● OBJECTIF A: Reproduisez mot pour mot la liste, depuis sa première ligne jusqu'à la ligne qui contient « [[409, 634, 437, 659]] », cette dernière comprise.

● EXTRAIT CHOISI:
:::::
Fin juillet, dans l'est de l'Allemagne. Le soleil cogne sur les terres de Saxe-Anhalt, une région de l'ex-RDA communiste située à l'ouest de Berlin. Des terres parmi les plus fertiles du pays, mais littéralement sevrées d'eau depuis plusieurs mois.
Contrairement au sud du pays, "il n'a pas vraiment plu (ici) depuis avril" alors que normalement "c'est la principale période de croissance de nos céréales et des autres cultures. On n'a jamais rien vu de tel", lâche Juliane Stein, qui travaille au sein d'Agro Bördegrün, un conglomérat agricole formé après la réunification allemande, en 1990. "On en est arrivé à un point (...) où on parle d'une catastrophe naturelle qui menace notre gagne-pain", s'inquiète-t-elle.
:::::
● DONNÉES FOURNIES:

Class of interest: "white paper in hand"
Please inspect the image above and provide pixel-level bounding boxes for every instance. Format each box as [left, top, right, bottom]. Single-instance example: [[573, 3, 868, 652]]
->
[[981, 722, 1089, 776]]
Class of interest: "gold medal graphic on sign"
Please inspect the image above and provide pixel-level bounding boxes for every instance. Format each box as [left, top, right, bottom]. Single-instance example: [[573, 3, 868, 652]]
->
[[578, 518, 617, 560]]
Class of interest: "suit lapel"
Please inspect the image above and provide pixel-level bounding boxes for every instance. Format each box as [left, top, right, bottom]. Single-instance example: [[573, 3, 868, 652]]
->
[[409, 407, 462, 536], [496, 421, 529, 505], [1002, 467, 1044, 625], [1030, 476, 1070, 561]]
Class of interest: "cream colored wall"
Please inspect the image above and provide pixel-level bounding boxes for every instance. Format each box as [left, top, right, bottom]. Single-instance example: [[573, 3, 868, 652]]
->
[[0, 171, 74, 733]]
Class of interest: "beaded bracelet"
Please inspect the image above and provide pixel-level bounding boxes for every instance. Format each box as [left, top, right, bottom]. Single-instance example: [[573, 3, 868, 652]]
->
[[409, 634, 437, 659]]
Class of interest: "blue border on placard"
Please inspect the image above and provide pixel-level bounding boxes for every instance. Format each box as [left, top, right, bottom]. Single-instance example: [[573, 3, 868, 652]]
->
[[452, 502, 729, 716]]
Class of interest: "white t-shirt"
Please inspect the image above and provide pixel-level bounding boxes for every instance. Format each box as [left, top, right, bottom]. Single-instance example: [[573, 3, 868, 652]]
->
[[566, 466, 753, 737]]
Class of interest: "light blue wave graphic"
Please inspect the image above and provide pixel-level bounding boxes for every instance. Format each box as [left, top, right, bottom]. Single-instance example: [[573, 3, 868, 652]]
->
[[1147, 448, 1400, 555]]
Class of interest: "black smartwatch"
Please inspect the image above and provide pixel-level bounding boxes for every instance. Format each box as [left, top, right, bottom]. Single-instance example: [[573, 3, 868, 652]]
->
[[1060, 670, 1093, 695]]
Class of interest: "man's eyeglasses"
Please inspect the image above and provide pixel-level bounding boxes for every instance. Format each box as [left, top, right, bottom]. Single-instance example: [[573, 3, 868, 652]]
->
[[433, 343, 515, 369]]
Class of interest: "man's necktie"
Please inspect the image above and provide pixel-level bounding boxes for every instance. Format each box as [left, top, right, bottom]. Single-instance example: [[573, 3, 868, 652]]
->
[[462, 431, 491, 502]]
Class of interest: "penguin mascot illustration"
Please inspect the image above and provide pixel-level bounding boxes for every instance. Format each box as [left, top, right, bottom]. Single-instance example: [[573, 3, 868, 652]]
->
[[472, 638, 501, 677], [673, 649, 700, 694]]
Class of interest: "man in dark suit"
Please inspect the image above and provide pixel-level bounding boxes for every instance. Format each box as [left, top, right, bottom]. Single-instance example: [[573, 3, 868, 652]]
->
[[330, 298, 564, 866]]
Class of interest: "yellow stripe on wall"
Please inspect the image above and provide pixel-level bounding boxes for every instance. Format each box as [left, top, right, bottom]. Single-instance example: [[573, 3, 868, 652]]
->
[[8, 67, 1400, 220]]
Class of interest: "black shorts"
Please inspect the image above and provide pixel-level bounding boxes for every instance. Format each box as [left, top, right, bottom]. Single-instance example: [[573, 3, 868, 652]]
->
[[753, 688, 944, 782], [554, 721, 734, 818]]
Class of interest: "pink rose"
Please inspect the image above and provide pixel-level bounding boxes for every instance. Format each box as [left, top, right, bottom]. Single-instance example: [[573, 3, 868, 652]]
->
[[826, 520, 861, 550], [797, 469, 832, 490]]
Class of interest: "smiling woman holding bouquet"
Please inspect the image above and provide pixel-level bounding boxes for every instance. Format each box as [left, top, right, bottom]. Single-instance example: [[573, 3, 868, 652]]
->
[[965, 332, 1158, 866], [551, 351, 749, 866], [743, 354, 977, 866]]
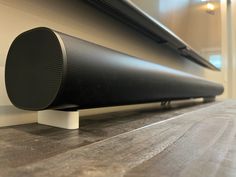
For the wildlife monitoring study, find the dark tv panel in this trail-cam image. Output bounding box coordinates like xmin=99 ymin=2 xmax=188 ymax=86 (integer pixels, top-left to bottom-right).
xmin=5 ymin=27 xmax=223 ymax=111
xmin=87 ymin=0 xmax=219 ymax=71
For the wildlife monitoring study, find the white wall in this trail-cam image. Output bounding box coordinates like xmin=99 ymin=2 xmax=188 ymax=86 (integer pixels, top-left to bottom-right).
xmin=0 ymin=0 xmax=228 ymax=126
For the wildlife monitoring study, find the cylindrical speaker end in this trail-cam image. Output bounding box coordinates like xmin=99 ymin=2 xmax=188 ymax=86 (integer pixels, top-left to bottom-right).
xmin=5 ymin=27 xmax=65 ymax=110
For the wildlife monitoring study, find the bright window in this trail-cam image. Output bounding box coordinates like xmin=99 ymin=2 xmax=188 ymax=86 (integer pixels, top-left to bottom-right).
xmin=209 ymin=55 xmax=222 ymax=69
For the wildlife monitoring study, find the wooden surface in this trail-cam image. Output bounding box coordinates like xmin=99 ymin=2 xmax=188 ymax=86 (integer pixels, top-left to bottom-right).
xmin=0 ymin=100 xmax=236 ymax=177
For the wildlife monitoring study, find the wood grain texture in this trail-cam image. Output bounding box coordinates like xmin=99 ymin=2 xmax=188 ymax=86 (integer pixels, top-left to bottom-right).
xmin=0 ymin=101 xmax=236 ymax=177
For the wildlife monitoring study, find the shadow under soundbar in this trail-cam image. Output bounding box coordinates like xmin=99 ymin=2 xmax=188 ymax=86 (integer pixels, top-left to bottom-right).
xmin=5 ymin=27 xmax=224 ymax=110
xmin=87 ymin=0 xmax=219 ymax=71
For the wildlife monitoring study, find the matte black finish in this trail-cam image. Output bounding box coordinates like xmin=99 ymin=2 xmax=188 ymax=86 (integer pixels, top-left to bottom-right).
xmin=87 ymin=0 xmax=219 ymax=71
xmin=5 ymin=28 xmax=223 ymax=110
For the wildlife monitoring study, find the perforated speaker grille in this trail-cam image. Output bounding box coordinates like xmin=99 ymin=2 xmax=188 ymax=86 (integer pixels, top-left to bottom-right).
xmin=5 ymin=28 xmax=64 ymax=110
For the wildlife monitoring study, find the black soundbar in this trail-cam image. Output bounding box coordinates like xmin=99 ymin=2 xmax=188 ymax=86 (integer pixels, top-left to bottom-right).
xmin=5 ymin=27 xmax=223 ymax=111
xmin=87 ymin=0 xmax=219 ymax=71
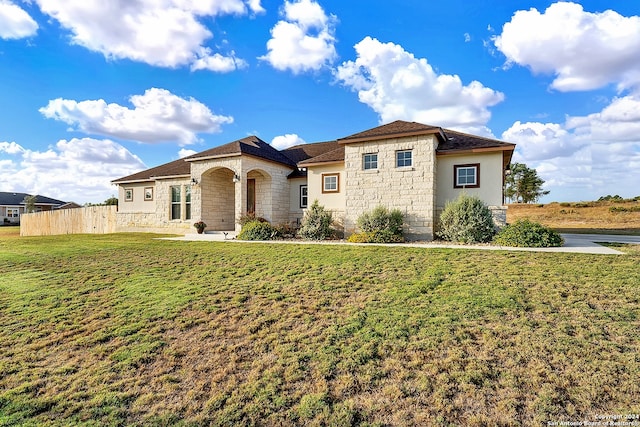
:::::
● OBJECTIF B: Transcrivez intégralement et sans aucune modification l'extrait sur la sécheresse en Saxe-Anhalt.

● RÉSULTAT OBTENU A:
Class of interest: "white paper in hand"
Please inspect the image above and provide pixel-level bounding boxes for every instance. Format each box as [left, top, right, bottom]. Single-instance example: [[573, 3, 868, 652]]
->
[[981, 722, 1089, 776]]
Class of interest: "gold medal graphic on sign"
Please inspect the image above and provide pixel-level bounding boxes for every instance. Format each box as [left, top, right, bottom]. Single-instance example: [[573, 3, 868, 652]]
->
[[578, 518, 617, 560]]
Class of interest: "suit lapel"
Please inspect the image above and provide pixel-level bounding boxes for every instance. Format each box as [left, top, right, bottom]. Single-instance example: [[573, 3, 868, 652]]
->
[[409, 407, 462, 536], [496, 421, 529, 505], [1002, 467, 1044, 625], [1030, 476, 1070, 561]]
Class of interest: "cream colored wall"
Please inspect the image above and provide pixel-level bounding boxes for every instance. Format each box as [left, top, right, bottom]. Single-instance example: [[573, 3, 868, 652]]
->
[[0, 171, 74, 733]]
Class of interest: "beaded bracelet"
Please inspect the image above and provide pixel-level bounding boxes for every instance. Format each box as [left, top, right, bottom]. Single-instance example: [[573, 3, 868, 652]]
->
[[409, 634, 437, 659]]

● RÉSULTAT OBTENU B:
Fin juillet, dans l'est de l'Allemagne. Le soleil cogne sur les terres de Saxe-Anhalt, une région de l'ex-RDA communiste située à l'ouest de Berlin. Des terres parmi les plus fertiles du pays, mais littéralement sevrées d'eau depuis plusieurs mois.
Contrairement au sud du pays, "il n'a pas vraiment plu (ici) depuis avril" alors que normalement "c'est la principale période de croissance de nos céréales et des autres cultures. On n'a jamais rien vu de tel", lâche Juliane Stein, qui travaille au sein d'Agro Bördegrün, un conglomérat agricole formé après la réunification allemande, en 1990. "On en est arrivé à un point (...) où on parle d'une catastrophe naturelle qui menace notre gagne-pain", s'inquiète-t-elle.